Top of Task input

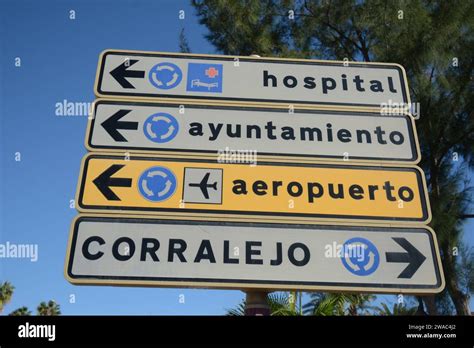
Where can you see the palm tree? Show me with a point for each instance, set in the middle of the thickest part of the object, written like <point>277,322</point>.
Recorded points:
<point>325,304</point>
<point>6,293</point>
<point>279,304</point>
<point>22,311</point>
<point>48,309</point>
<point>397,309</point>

Bottom of Task input
Top of Task input

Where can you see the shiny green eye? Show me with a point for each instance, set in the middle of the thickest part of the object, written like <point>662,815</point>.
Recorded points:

Bottom of Task input
Top of Task input

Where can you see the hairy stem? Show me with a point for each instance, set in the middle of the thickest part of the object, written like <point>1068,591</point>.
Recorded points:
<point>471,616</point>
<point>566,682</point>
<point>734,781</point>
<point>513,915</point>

Bottom of Task input

Prompt:
Find each line above with the string "thickest", then report how many there are. Write only the number.

Result below:
3